Antoni's work focuses on process and the transitions between the making and finished product, often portraying feminist ideals.
She emphasizes the human body in her pieces, such as her mouth, hair, eyelashes, and, through technological scanning, brain, using it as a tool of creation or as the subject of her pieces, exploring intimacy between the spectator and the artist.
Her work blurs the distinction between performance art and sculpture.
She describes her work by saying "I am interested in extreme acts that pull you in, as unconventional as they may be"
She currently resides in Brooklyn, New York.
Represented by Luhring Augustine Gallery, NY, and Anthony Meier Fine Arts, San Francisco.
Antoni was born January 19, 1964, in Freeport, Bahamas.
In 1977, she moved to Florida for attending her boarding school.
She graduated from Sarah Lawrence College in 1986 with a B.A.degree.
She received a M.F.A. degree in 1989 in Sculpture from Rhode Island School of Design.
Although she was educated in the United States, her experience growing up in the Bahamas is influential in her work.
Her difficulty acclimating to American society is what drove her to use her body as a tool, as she felt her body language made her stand out.
Tableau vivants, a static scene containing one or more actors or models, are an art form that Antoni has used in her work.
In her work Gnaw (1992), Antoni used her mouth to bite, chew, and carve the corners and edges of two 600 lb (300 kg) cubes, one made of chocolate and the other of lard.

[Source data]:
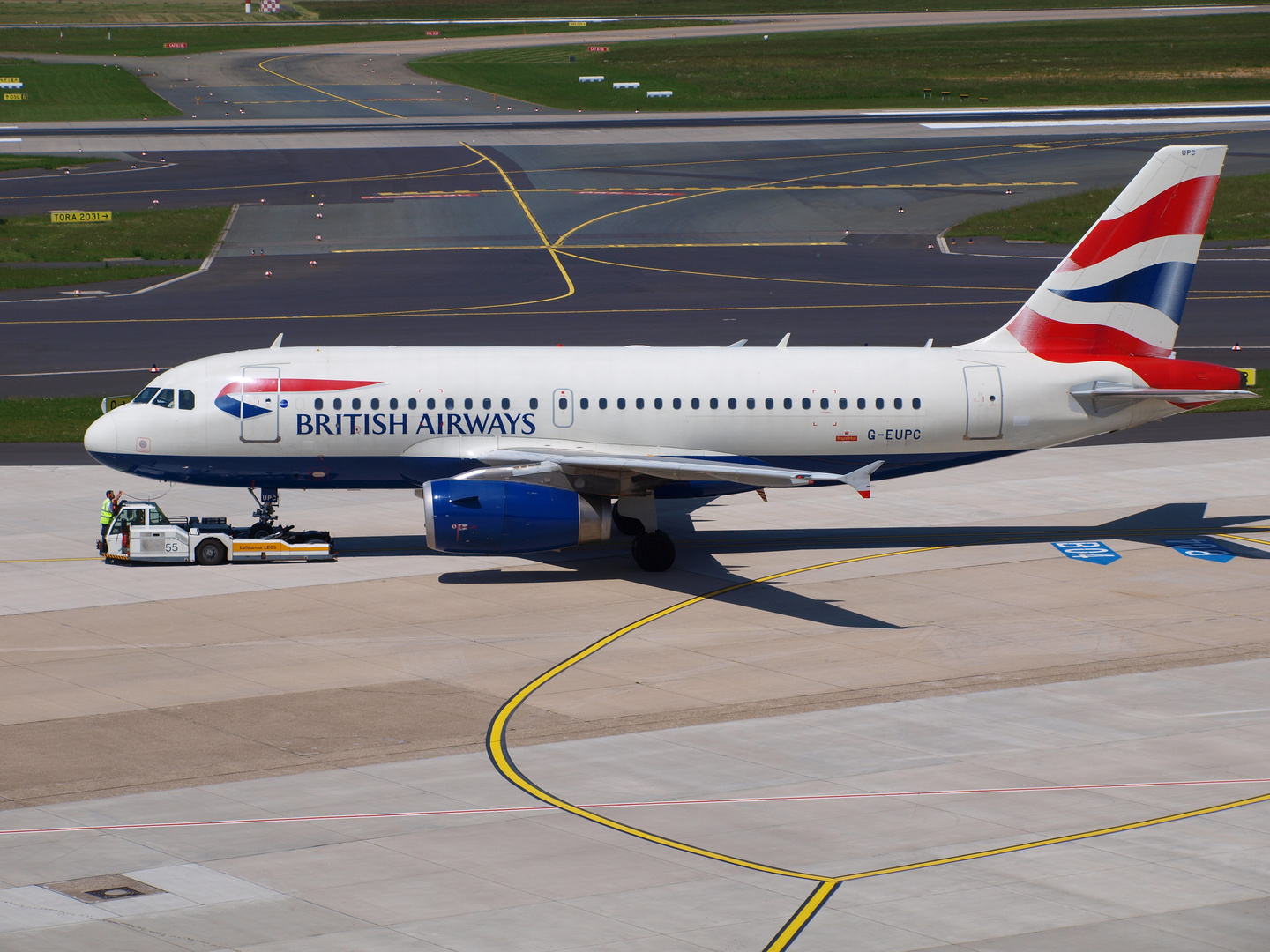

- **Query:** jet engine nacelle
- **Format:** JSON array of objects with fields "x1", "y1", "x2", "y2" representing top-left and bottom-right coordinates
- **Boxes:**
[{"x1": 418, "y1": 480, "x2": 614, "y2": 554}]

[Exercise details]: Continue the text above about the artist Antoni, starting after its last sentence.

[Answer below]:
She collected the removed pieces of chocolate and lard to create a separate mock store front display which she called Lipstick/Phenylthylamine Display, consisting of heart-shaped boxes made of chocolate and lipstick tubes filled with a "lard, pigment, and beeswax".
Antoni made a statement about her work saying "Lard is a stand-in for the female body, a feminine material, since females typically have a higher fat content than males, making the work somewhat cannibalistic".
In this work, Antoni addresses the transformation in cultural acceptance of feminine desire and sexuality.
In Loving Care (1993), Antoni used her hair as a paintbrush and Loving Care hair dye as her paint.
Dipping her hair in a bucket of dye, Antoni mopped the gallery floor on her hands and knees, pushing viewers out of the space as she coated the floor in color.
In this process Antoni explored the body, as well as themes of power, femininity, and the style of abstract expressionism.
In Lick and Lather (1993), Antoni produced fourteen busts of herself, seven cast from chocolate and the other seven from soap.
She then "re-sculpts" the busts by licking the chocolate and bathing herself with the soap as the title suggests, distorting the representation.
The installation portrays complex ideas of femininity and Antoni's relationship with herself as a woman.
Washing, bathing, and eating are indulgent, self-loving acts, and in her destruction of her own image using these methods she explores the love/hate relationship that we have with ourselves.
In her installation Slumber (1994), Antoni slept in the gallery for 28 days and while she slept, an EEG machine recorded her REM patterns, which she then wove into a blanket from the night gown under which she slept.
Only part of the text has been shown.